- [EXERCISE AIM] Rewrite the lines starting at the first one and ending at the line containing "[[631, 84]]", substituting "brow" for every "eyebrow" and leaving everything else unchanged.

- [Stored data]
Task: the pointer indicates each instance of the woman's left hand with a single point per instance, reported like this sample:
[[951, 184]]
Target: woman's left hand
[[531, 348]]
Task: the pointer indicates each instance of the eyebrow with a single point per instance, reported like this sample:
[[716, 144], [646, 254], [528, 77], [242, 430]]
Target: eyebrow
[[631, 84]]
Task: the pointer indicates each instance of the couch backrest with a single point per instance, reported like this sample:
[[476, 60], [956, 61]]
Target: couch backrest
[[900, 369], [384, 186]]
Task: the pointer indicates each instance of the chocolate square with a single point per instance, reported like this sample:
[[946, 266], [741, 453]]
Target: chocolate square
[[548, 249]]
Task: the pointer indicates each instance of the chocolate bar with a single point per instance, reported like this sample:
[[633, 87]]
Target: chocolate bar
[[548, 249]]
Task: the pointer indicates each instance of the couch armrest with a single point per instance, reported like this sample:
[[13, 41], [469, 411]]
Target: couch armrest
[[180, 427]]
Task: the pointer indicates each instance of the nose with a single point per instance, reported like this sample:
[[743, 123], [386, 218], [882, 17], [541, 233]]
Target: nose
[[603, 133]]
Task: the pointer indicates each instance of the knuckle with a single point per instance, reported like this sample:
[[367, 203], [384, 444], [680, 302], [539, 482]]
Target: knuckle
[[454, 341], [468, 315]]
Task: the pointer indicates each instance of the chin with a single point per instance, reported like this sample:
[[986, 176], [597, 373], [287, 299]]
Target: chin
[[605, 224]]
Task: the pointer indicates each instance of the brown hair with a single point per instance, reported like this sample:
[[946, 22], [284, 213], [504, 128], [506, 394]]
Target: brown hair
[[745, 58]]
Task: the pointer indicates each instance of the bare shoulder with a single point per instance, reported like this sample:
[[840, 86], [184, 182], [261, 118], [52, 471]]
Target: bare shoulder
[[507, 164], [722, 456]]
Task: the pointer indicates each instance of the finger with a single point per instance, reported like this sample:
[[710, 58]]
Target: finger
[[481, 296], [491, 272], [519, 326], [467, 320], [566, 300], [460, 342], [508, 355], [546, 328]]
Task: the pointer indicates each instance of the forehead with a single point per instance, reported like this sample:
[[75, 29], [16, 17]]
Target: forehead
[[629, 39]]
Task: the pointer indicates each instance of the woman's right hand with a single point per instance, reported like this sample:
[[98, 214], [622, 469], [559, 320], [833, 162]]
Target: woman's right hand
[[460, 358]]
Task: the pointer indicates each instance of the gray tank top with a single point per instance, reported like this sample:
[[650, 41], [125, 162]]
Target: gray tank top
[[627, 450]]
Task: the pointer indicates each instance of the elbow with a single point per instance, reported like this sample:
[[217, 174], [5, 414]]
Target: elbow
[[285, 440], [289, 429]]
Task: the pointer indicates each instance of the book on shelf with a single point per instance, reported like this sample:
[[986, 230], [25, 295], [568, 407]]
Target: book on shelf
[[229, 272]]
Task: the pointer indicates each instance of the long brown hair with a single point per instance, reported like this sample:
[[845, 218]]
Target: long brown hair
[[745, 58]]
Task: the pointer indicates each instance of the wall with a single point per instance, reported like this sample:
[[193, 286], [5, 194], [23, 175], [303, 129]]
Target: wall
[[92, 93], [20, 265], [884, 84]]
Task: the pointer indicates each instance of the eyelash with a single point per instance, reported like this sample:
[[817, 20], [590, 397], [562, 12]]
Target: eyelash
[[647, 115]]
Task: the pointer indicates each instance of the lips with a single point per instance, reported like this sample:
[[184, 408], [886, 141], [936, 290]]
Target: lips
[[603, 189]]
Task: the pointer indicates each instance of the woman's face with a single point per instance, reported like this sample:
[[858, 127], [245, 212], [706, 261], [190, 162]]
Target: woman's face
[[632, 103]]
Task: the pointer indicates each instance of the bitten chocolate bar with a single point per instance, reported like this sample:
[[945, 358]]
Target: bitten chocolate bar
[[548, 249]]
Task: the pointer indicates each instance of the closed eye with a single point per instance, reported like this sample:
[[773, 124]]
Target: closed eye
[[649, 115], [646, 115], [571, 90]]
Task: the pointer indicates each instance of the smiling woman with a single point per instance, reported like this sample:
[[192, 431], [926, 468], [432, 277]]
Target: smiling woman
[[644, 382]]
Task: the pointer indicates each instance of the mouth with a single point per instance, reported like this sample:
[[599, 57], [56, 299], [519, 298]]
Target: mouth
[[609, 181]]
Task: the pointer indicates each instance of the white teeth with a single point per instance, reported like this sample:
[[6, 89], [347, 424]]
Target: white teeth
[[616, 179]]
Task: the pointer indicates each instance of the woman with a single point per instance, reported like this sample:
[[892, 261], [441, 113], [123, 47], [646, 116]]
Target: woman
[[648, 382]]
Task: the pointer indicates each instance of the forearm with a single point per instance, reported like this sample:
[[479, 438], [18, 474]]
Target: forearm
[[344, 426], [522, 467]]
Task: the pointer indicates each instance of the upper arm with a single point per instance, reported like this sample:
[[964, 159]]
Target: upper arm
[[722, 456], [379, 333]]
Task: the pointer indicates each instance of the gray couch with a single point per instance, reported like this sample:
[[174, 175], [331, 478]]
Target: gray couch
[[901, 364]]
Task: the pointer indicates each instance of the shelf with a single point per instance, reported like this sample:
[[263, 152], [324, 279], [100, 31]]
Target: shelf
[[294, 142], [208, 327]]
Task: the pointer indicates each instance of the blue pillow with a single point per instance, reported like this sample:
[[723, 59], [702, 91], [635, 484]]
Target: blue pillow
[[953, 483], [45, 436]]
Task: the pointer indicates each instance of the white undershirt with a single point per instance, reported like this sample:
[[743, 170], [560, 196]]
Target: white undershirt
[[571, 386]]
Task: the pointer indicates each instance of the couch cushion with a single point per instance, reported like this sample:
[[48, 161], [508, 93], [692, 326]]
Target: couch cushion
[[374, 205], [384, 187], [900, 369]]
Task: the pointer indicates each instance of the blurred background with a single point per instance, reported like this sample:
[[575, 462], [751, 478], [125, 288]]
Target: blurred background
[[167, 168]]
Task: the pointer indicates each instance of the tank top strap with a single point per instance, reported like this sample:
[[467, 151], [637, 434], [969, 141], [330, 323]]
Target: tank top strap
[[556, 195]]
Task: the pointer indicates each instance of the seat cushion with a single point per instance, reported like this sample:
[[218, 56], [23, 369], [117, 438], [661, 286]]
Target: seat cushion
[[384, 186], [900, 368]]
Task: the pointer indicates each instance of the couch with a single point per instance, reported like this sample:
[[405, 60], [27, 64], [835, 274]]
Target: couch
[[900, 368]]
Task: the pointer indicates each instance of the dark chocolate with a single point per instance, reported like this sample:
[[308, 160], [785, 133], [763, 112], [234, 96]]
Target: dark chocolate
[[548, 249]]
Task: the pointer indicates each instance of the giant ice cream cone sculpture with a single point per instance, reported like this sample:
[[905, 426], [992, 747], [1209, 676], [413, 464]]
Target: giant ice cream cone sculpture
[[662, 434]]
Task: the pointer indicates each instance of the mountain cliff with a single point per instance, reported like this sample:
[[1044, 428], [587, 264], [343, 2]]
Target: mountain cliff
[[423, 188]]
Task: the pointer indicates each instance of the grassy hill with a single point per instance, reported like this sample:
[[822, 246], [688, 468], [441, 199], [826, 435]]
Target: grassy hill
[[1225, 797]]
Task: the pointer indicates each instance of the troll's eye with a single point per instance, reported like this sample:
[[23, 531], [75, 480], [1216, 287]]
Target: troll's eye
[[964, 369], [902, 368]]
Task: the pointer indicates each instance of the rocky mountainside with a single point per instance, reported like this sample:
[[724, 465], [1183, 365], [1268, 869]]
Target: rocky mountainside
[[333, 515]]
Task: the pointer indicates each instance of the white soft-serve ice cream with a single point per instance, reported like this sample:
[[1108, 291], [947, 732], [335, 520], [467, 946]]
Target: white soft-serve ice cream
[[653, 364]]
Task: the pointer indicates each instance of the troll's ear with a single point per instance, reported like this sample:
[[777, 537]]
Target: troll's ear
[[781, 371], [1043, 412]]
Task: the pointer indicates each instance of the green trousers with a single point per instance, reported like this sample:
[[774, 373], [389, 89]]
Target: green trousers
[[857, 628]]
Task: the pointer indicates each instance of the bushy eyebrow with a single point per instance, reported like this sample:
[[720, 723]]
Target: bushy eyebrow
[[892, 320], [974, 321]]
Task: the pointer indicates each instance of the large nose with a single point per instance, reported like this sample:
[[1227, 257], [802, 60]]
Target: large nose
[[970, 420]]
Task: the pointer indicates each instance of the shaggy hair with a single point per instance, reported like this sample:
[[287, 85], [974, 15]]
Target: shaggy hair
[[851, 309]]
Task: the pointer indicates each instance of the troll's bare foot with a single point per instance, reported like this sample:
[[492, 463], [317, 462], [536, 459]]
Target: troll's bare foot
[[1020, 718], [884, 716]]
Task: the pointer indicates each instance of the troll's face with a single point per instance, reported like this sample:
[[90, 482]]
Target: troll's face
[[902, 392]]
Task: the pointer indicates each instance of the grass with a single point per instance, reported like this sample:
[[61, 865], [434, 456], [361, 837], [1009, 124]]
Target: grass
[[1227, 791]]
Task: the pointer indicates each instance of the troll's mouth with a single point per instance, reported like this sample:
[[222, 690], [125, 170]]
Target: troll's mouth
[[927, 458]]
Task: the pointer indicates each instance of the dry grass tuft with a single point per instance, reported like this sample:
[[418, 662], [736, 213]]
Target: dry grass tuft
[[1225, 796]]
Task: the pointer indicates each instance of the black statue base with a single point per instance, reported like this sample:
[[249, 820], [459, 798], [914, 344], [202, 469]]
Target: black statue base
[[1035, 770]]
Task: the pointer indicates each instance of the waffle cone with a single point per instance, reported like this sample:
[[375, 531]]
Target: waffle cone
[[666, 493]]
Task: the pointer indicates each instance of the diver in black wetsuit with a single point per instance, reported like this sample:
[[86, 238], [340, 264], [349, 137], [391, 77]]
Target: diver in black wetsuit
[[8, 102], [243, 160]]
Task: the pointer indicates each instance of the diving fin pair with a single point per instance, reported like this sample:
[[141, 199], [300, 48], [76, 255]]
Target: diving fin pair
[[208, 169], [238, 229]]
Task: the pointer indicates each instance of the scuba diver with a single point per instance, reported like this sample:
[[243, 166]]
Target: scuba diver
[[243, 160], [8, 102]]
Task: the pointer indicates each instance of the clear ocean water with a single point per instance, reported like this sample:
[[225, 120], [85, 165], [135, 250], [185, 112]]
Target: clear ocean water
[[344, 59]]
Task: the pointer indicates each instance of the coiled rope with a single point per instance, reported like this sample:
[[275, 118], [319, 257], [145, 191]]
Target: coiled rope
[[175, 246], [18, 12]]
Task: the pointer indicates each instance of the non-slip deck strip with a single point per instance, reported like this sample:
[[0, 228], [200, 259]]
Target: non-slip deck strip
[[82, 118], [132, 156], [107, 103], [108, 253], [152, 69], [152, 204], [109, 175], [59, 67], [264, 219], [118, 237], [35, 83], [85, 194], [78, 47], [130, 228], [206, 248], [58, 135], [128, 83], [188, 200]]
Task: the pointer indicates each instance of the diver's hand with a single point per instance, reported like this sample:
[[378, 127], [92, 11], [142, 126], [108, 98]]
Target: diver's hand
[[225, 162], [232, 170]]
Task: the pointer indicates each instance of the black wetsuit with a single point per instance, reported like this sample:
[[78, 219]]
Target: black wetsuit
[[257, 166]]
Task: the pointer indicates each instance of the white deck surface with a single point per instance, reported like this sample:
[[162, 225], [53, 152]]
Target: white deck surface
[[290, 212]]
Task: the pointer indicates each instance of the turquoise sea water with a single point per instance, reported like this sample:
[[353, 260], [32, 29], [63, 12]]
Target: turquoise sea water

- [COMPLETE RESPONSE]
Task: the pointer indicates each instance of the woman's left hand with a single point per instance, reported like this sample:
[[951, 184]]
Target: woman's left hand
[[531, 348]]
Task: the pointer indicates each instance of the brow with a single point per instance, reported like this sample:
[[716, 144], [646, 254], [528, 77], [242, 430]]
Target: brow
[[631, 84]]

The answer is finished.